Un borrico con la carga de una piqueta, dos palas y un candil de aceite cuyo dueño era un gambusino que buscaba minas, estaba con el ronzal atado a un tocón, una tarde de noviembre de 1815, frente al Potro Rojo, concurrida taberna de Nueva Orleans. Su dueño, con una barba de meses y la camisa raída de puños le daba la apariencia cansina del fracaso. Una sonrisa burlona, sin embargo, dibujaban sus labios mientras leía un bando escrito en un cartel fijado en la esquina de una casa, frente a la taberna. El letrero decía: “Quinientos dólares de recompensa se pagarán a quien entregue a Jean Lafitte, reclamado por la justicia”. Tal aviso lo firmaba William Clairborne, gobernador de Luisiana.

Nadie reconocía al vagabundo que buscaba yacimientos de oro, y si alguno lo hizo, el buen nombre entre la gente del común de ese puerto que tenía el pirata Lafitte, lo hacía inmune a la delación. Era uno de sus favoritos disfraces con lo cual él, que amaba la aventura, en persona espiaba todo lo que se comentaba en el delta del rio Mississippi, ventana abierta hacia los puertos del Caribe.

Tres días después apareció en las esquinas de Nueva Orleans un nuevo pasquín que recompensaba con 1.500 dólares, tres veces más de lo ofrecido por el gobernador, para quien capturara al llamado William Clairborne y lo entregara en Grande Isle, la madriguera de los piratas. Tal cartel estaba firmado por Jean Lafitte, ‘el rey de Barataria’.

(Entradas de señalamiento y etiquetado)
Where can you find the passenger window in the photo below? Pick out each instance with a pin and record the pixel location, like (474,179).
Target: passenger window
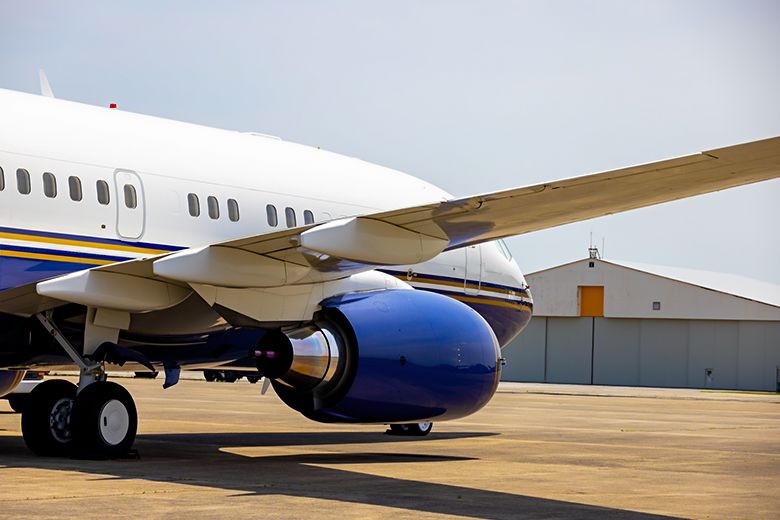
(289,214)
(131,200)
(194,204)
(270,210)
(233,210)
(503,249)
(23,181)
(74,187)
(213,207)
(103,197)
(49,185)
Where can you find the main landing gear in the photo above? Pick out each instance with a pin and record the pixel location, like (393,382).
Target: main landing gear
(413,429)
(98,419)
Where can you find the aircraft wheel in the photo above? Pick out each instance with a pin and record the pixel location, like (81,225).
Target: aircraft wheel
(413,429)
(17,402)
(104,420)
(46,418)
(420,429)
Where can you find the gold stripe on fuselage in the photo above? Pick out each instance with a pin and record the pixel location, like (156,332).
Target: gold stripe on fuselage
(56,258)
(81,243)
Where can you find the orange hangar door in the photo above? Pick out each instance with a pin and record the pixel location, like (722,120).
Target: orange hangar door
(131,209)
(591,300)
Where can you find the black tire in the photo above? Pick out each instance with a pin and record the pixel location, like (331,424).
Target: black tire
(104,420)
(412,429)
(46,418)
(420,429)
(17,402)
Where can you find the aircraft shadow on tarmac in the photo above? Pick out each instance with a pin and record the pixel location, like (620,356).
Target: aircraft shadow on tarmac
(202,460)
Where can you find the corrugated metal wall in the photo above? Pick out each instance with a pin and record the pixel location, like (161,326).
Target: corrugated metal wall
(743,355)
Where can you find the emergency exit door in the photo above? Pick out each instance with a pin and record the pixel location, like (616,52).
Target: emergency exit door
(473,277)
(131,208)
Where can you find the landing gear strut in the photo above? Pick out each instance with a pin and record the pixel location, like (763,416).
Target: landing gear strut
(98,419)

== Consigna 1 ==
Transcribe del relato sobre Jean Lafitte el pasaje que comienza en las palabras "Tres días después" y termina después de "rey de Barataria’.".
== Consigna 2 ==
Prolonga el relato sobre Jean Lafitte a partir de su última oración.
Los registros constituyen un material independiente del relato sobre Jean Lafitte.

== Respuesta esperada 1 ==
Tres días después apareció en las esquinas de Nueva Orleans un nuevo pasquín que recompensaba con 1.500 dólares, tres veces más de lo ofrecido por el gobernador, para quien capturara al llamado William Clairborne y lo entregara en Grande Isle, la madriguera de los piratas. Tal cartel estaba firmado por Jean Lafitte, ‘el rey de Barataria’.

== Respuesta esperada 2 ==
Hasta allí, en la bahía de ese nombre, los piratas conducían los buques que apresaban en sus raterías, de preferencia españoles, ingleses y, cuando se les pasaba la mano, uno que otro norteamericano.

Como todo bandido del mar, la vida de Lafitte es una novela. Frederich March en 1938, y después Anthony Quin en 1958, lo interpretan en sendos filmes llamados ‘El Bucanero’. El poeta inglés Lord Byron le dedicó algunos versos en su época e Isabel Allende se ocupa de esta figura en sus novelas.

Lafitte había nacido en Francia, en Biarritz, población de los vascos, a escasa distancia de Los Pirineos, las montañas altas que marcan fronteras con España. Su madre era una judía española, de los sefarditas, cuya familia llegó a Francia en escape de los hombres de la Santa Hermandad, escuadrones a caballo que perseguían con todas las brutalidades a los de sangre hebrea no conversos a la fe católica, por considerarlos herejes, y que actuaban con el patrocinio de la Santa Inquisición española o Tribunal del Santo Oficio regido por los intolerantes frailes dominicos.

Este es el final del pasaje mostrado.